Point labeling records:
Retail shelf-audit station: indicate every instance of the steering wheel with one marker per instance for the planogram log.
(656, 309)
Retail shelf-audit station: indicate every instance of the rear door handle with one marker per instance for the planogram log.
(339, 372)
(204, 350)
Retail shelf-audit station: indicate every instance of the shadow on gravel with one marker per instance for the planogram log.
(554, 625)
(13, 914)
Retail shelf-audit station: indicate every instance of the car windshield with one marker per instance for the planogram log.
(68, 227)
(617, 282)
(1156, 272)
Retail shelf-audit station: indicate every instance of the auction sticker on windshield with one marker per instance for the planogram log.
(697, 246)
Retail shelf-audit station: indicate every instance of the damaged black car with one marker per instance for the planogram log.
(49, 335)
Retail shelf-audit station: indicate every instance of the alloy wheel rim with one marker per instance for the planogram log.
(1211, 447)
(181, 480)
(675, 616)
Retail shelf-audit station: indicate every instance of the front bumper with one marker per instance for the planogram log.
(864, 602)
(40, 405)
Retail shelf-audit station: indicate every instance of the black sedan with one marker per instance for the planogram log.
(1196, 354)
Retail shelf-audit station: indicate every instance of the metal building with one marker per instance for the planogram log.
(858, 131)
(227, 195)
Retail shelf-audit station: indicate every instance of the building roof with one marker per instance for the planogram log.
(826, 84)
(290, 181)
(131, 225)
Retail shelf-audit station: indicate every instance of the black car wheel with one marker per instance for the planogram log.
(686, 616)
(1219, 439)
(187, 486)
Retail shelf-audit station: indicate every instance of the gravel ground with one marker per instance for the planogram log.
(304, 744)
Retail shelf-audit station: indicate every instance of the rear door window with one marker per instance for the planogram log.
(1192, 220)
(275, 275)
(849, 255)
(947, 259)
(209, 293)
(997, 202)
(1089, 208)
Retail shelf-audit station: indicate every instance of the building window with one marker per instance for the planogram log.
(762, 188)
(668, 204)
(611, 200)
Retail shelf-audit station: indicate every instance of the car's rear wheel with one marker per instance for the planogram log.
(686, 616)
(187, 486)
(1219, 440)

» TASK DETAILS
Change "planogram log" to "inventory record" throughout all the records above, and leave everything else as it is.

» ANSWER BELOW
Retail shelf-audit station: indicate every instance of the steering wheel with one marker per instance for the inventory record.
(656, 309)
Retail shelf-audit station: indicate every instance of the rear door handle with one marker per instance for the inventory record.
(339, 372)
(204, 350)
Retail shelf-audit station: indicate every instance of the shadow on gravel with one marker per instance for the inventory record.
(554, 625)
(13, 914)
Retail shelf-audit station: indicate every instance of the car windshield with one marker per instance for the inventory record.
(68, 227)
(617, 282)
(1156, 272)
Retail shelf-audit station: indicate every instance of the auction sticker on windshield with one marker per instance for the inventory record.
(697, 246)
Retail shelf-audit station: indicate every instance of the damaged black car with one marker per instance for the inventory record.
(49, 335)
Retail shelf-audit station: indicate every instance of the alloy wheel rim with one marker per instance for the inventory record.
(1211, 447)
(181, 480)
(675, 616)
Retail shelf-audit station: indicate every instance of the front bumper with one marker per instance for the inventory record.
(864, 602)
(40, 405)
Retail shelf-audit station: indicate every instance of the black sedan with one marker per instance for the inventory record.
(1196, 354)
Retail shelf-audit station: indicate every instance of the metal building with one marker per instance for the inventory record.
(858, 131)
(227, 195)
Retail shelf-audit station: indicate every instance of the building roof with one marker per instance for the inventory record.
(826, 84)
(290, 181)
(131, 225)
Retail shelf-audit station: indicate every instance of the black car wheel with one marker per instance for the inventory record.
(686, 616)
(1219, 439)
(187, 486)
Retail shelf-audit station: indicate every instance of the gravel ground with one marker per instance for the inventory record.
(304, 744)
Retail shelf-audit station: indicate every instance of the rear door window with one marker per instance for the inventory record.
(1192, 220)
(275, 275)
(849, 255)
(947, 259)
(209, 293)
(997, 202)
(1089, 208)
Retail shelf-audit station: indicate every instance of the building window with one marker per instance for the inventory record.
(762, 188)
(668, 204)
(611, 200)
Retail shelf-audit station: indicate every instance of the car's rear wheel with one marker per instance for the inventory record.
(686, 616)
(187, 486)
(1219, 440)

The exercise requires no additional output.